## Passage to read
--------------------------------

HMS COMMONWEALTH lying at anchor

Alma Claude Burlton Cull (1880-1931). Watercolour signed and dated (19) '11 (lower left) and inscribed "HMS Commonwealth" in the artist's hand (bottom centre).

HMS COMMONWEALTH  lying at anchor

9 1/4 x 16 1/2 ins (23.5 x 42 cms) approx

Price on application

This original has been sold and is no longer available.

HMS COMMONWEALTH was the third of the King Edward VII Class battleships to be ordered, her keel being laid at Fairfields in June 1902. There were 8 ships in all in the class, the last being HIBERNIA who was laid down some 2 years later.  Although the class did eventually prove popular with the fleet and those who served in them (though their low freeboard meant that the messdecks were very wet in heavy weather), they were not widely welcomed when they first commissioned: "underarmed for their size" and " coal bunkers inadequate to allow them a decent range" being two widely held criticisms.  Their poor steering and inablilty to hold a course also came in for unfavourable comment and by the outbreak of the Great War in 1914 the class had acquired the sobriquet "The Wobbly Eight".  Certainly Cull's celebrated oil painting of 1912 "King Edward VII Class battleships at Sea" in possession of the Maritime Museum, Greenwhich, shows to great effect this tendency of theirs to steer crabwise: no use rapping the quartermaster over the knuckles, it was their balanced rudders that were to blame!

--------------------------------

## Entries provided
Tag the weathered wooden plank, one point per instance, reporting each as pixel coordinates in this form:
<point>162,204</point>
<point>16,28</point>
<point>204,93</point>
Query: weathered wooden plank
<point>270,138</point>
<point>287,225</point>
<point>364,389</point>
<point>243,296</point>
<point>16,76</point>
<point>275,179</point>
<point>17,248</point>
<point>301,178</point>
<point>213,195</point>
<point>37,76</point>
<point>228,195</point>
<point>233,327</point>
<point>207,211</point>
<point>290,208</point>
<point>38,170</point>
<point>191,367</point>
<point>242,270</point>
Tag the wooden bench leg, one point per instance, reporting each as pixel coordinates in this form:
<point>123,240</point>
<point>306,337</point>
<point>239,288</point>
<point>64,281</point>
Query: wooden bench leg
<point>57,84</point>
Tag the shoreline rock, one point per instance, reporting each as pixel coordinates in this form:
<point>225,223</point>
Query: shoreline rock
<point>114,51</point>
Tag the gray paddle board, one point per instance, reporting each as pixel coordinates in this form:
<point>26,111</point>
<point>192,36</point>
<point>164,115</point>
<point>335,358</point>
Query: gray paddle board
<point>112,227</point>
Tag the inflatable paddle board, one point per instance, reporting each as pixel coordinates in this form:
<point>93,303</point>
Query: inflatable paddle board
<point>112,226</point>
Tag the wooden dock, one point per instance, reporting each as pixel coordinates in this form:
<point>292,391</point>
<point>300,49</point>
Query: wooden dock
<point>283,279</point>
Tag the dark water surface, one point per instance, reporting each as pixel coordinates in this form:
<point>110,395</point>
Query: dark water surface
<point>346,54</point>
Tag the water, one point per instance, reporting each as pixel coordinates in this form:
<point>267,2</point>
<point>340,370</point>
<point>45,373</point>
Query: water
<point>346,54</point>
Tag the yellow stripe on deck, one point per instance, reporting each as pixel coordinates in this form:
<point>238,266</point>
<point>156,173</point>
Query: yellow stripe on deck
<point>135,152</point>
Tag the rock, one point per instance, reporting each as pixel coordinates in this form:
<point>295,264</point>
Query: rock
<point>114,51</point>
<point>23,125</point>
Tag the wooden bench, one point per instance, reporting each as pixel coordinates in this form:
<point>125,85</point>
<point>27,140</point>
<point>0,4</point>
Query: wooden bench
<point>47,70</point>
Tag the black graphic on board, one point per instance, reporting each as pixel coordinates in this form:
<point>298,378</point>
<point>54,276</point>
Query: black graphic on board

--------------------------------

## Exercises to complete
1) Answer these about the HMS Commonwealth text:
(a) What are the watercolor's approximate dimensions in centimeters?
(b) Where and in what month and year was the ship's keel laid?
(c) What nickname had the class acquired by the outbreak of the Great War in 1914?
2) Reproduce the HMS Commonwealth text from "HMS COMMONWEALTH lying" to "hand (bottom centre).".
The records have no connection to the text about the HMS Commonwealth watercolor.

## Answers to the exercises
1)
(a) 23.5 x 42 cms
(b) At Fairfields, in June 1902
(c) "The Wobbly Eight"

2)
HMS COMMONWEALTH lying at anchor

Alma Claude Burlton Cull (1880-1931). Watercolour signed and dated (19) '11 (lower left) and inscribed "HMS Commonwealth" in the artist's hand (bottom centre).